━━━ Data provided ━━━
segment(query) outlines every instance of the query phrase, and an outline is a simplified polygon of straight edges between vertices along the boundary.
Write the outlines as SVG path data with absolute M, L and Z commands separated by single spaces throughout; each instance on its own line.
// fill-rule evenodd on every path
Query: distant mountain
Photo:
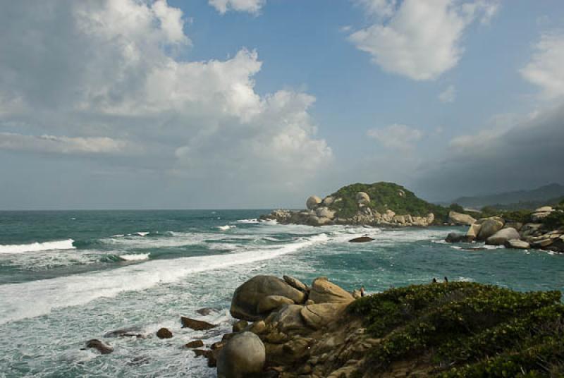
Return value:
M 552 183 L 533 189 L 489 195 L 460 197 L 453 200 L 463 207 L 479 209 L 484 206 L 510 205 L 512 208 L 530 208 L 537 204 L 546 205 L 564 197 L 564 185 Z M 546 202 L 546 204 L 544 202 Z M 520 205 L 520 203 L 522 205 Z

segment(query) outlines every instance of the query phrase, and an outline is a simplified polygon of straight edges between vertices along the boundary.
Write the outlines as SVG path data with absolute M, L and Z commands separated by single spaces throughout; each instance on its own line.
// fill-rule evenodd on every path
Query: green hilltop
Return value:
M 368 206 L 380 213 L 387 209 L 397 214 L 410 214 L 424 217 L 433 213 L 438 221 L 447 217 L 449 208 L 429 203 L 419 198 L 415 194 L 400 185 L 380 182 L 372 184 L 355 183 L 343 186 L 332 195 L 336 200 L 329 209 L 336 212 L 340 217 L 351 217 L 359 210 L 356 200 L 358 192 L 364 192 L 370 197 Z M 338 199 L 341 198 L 341 200 Z

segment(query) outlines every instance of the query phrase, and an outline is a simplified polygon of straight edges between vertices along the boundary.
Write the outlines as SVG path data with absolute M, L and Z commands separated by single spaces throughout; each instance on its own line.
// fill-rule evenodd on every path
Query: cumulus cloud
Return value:
M 454 99 L 456 98 L 456 90 L 454 87 L 454 85 L 448 85 L 445 90 L 441 92 L 439 94 L 439 99 L 441 102 L 443 103 L 448 103 L 448 102 L 454 102 Z
M 262 4 L 229 4 L 252 3 Z M 276 188 L 290 171 L 312 179 L 332 159 L 309 113 L 315 99 L 291 90 L 259 94 L 256 51 L 177 59 L 192 43 L 184 29 L 184 15 L 164 0 L 6 4 L 0 149 L 135 155 L 137 166 L 217 186 L 264 181 Z
M 562 104 L 496 117 L 489 127 L 453 138 L 444 158 L 427 161 L 418 170 L 415 187 L 432 200 L 448 201 L 476 193 L 561 182 L 563 120 Z
M 362 0 L 383 20 L 358 30 L 349 39 L 386 72 L 415 80 L 434 80 L 455 66 L 464 49 L 460 40 L 476 19 L 489 20 L 497 2 L 477 0 Z
M 209 5 L 224 14 L 228 11 L 257 14 L 266 0 L 209 0 Z
M 531 61 L 521 69 L 547 99 L 564 96 L 564 34 L 545 33 L 534 45 Z
M 423 138 L 421 130 L 397 123 L 381 128 L 372 128 L 367 135 L 386 148 L 401 150 L 411 150 L 413 143 Z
━━━
### What to do
Copy every one of the records above word for word, omitting the pictures from your reply.

### Task result
segment(query) outlines every instance of the query phrase, and an outline is a simplified polygon of straight edges between vertices along the boundary.
Write the outlines as SVG path data with absolute M, L and Z commands separated by single spaces throughout; each instance on its own line.
// fill-rule evenodd on every path
Query: distant mountain
Photo:
Return value:
M 552 183 L 533 189 L 489 195 L 460 197 L 453 200 L 463 207 L 479 209 L 484 206 L 510 205 L 512 208 L 530 208 L 537 204 L 546 205 L 564 197 L 564 185 Z M 546 202 L 546 204 L 544 202 Z M 520 205 L 520 203 L 522 205 Z

segment(query) outlines every instance of the query phrase, and an outline is a simplified polygon of straight edges between vertices along the boundary.
Write the outlines as SVG path data with absolute M, L and Z commands separated by single spaces throughout; each instance on its own line.
// fill-rule evenodd on every path
Query: green hilltop
Return value:
M 368 206 L 380 213 L 387 209 L 397 214 L 410 214 L 424 217 L 433 213 L 438 221 L 447 217 L 449 208 L 429 203 L 419 198 L 415 194 L 400 185 L 380 182 L 372 184 L 355 183 L 343 186 L 332 195 L 336 200 L 329 209 L 336 212 L 340 217 L 351 217 L 359 210 L 356 200 L 358 192 L 364 192 L 370 197 Z M 338 199 L 341 198 L 341 200 Z

segment(query) outlines every instance of the query phrase, and an outline is a simplified polygon of straight edges between vertices along the boundary.
Write the outlines as SVG path data with absolute M, L and Z commands separated by single spaces throughout; each instance on its own line.
// fill-rule evenodd on every path
Query: cumulus cloud
Return value:
M 454 99 L 456 98 L 456 90 L 454 87 L 454 85 L 448 85 L 445 90 L 441 92 L 439 94 L 439 99 L 441 102 L 443 103 L 448 103 L 448 102 L 454 102 Z
M 262 4 L 229 4 L 252 3 Z M 276 188 L 290 171 L 312 179 L 332 159 L 309 113 L 315 99 L 291 90 L 259 94 L 256 51 L 177 59 L 192 43 L 184 29 L 184 15 L 164 0 L 6 4 L 0 149 L 135 155 L 137 166 L 217 186 L 264 181 Z
M 562 104 L 496 117 L 489 127 L 453 138 L 444 158 L 427 161 L 418 170 L 415 187 L 432 200 L 448 201 L 476 193 L 561 182 L 563 120 Z
M 362 0 L 383 20 L 358 30 L 349 39 L 386 72 L 415 80 L 434 80 L 455 66 L 464 49 L 460 40 L 476 19 L 489 20 L 497 2 L 477 0 Z
M 209 5 L 224 14 L 228 11 L 257 14 L 266 0 L 209 0 Z
M 531 61 L 521 69 L 547 99 L 564 96 L 564 34 L 545 33 L 534 45 Z
M 423 138 L 421 130 L 397 123 L 381 128 L 372 128 L 367 135 L 386 148 L 401 150 L 411 150 L 413 143 Z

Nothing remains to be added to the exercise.